TASK ITEM — According to the text on Venturi orifice steam traps, in what year and in which city was the first Venturi orifice steam trap patented?

A simple physical principle makes it possible for Venturi orifice steam traps to operate without moving parts. Who discovered it and why has there still been scope for further optimising this proven technology in recent years?
Although Venturi orifice steam traps only came onto the market in the 1990s, the principle on which they are based has been known for a long time. At the end of the 18th century, the Italian physicist and scientist Giovanni Battista Venturi discovered the phenomenon that would later bear his name. The Venturi effect occurs when a fluid flows through a pipe that gets narrower in certain sections. When this happens, the flow velocity of the fluid increases, but the pressure drops. With this discovery, Venturi laid the foundation for numerous developments in the field of fluid mechanics. Understanding the Venturi effect has since helped engineers to develop systems that efficiently control the flow of fluids in various applications – from industrial processes to medical devices. 200 years after its discovery, the principle also laid the foundation for the development of Venturi orifice steam traps.
The magic of Venturi orifice steam traps
In 1995, the first Venturi orifice steam trap was patented in Bristol, UK. This invention marked an important milestone, as it offered an efficient alternative to vulnerable mechanical steam traps.
Nigel Egginton, Managing Director of EBE Engineering, who worked for the company as Marketing Director, and was involved in a marketing and sales capacity, was immediately hooked on the technology. “In engineering, less is more. That’s why I’m still fascinated by the simplicity of the design,” says Nigel Egginton and adds: “A technology that works without any moving parts and simply utilises the physical properties of steam and condensate to replace a mechanical device is simply impressive.”
Venturi orifice steam traps utilise the different densities of steam and condensate. Since steam has a lower density than water, it cannot flow through an orifice full of condensate. This allows condensate to be efficiently separated and drained from a heating system without allowing steam to escape. In addition to the density differences, the thermodynamic properties of energy conservation also come into play in the Venturi section of the steam trap. All condensate has residual energy or enthalpy. This residual energy causes a small percentage of the condensate to turn back into steam, known as ‘flash’ steam. The resulting expansion of the condensate creates a back pressure which reduces the velocity that the condensate flows through the orifice. Effectively creating a ‘fluid’ seal between the steam side and the condensate side of the steam trap.

STUDY MATERIAL —

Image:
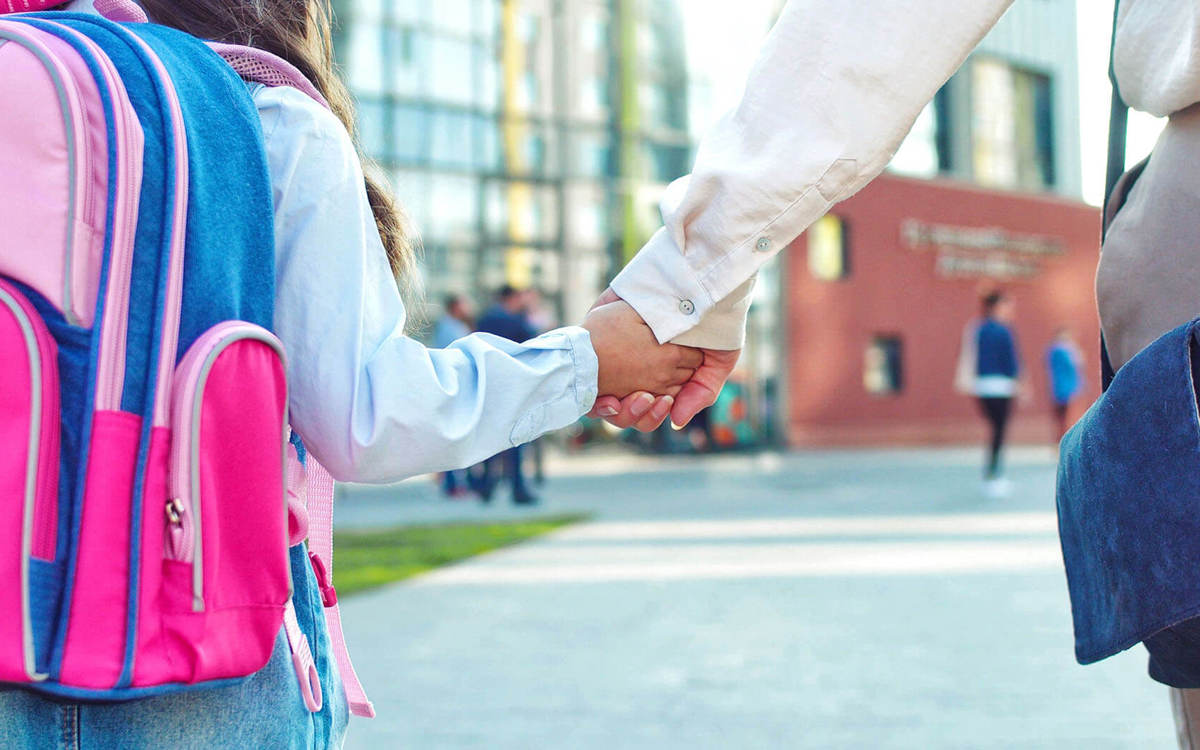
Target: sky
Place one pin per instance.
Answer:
(724, 37)
(1095, 24)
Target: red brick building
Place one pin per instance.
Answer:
(876, 299)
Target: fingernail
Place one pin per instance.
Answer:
(641, 405)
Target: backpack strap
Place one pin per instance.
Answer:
(121, 11)
(252, 64)
(261, 66)
(321, 552)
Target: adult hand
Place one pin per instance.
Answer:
(643, 412)
(630, 357)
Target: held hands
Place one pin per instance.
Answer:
(634, 365)
(641, 409)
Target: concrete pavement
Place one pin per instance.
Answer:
(858, 599)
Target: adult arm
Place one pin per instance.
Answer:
(835, 89)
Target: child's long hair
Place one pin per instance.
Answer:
(300, 31)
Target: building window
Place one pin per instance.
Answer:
(828, 249)
(883, 372)
(1012, 124)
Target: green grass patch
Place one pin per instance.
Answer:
(370, 558)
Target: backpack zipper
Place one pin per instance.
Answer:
(40, 505)
(184, 508)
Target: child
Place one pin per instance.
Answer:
(370, 402)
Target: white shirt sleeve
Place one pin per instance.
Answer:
(837, 87)
(370, 402)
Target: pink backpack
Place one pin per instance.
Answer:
(149, 493)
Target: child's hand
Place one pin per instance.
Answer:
(631, 359)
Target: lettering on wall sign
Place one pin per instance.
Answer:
(987, 252)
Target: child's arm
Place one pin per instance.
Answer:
(375, 405)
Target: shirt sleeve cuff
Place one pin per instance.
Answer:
(577, 341)
(663, 288)
(725, 324)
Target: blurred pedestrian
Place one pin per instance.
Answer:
(996, 372)
(456, 322)
(508, 318)
(1063, 365)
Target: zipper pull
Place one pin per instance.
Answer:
(175, 526)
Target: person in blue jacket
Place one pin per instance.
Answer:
(1063, 367)
(997, 369)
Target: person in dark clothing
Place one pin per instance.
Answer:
(509, 319)
(996, 381)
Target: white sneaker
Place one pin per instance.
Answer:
(997, 487)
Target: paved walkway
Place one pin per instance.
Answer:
(817, 600)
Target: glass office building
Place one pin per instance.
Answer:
(528, 139)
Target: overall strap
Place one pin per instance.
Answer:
(259, 66)
(321, 551)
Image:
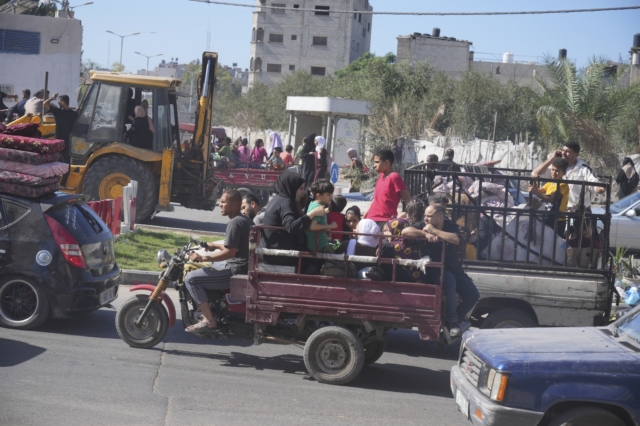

RESPONSE FOR THIS EXERCISE — In 1995, in Bristol, UK.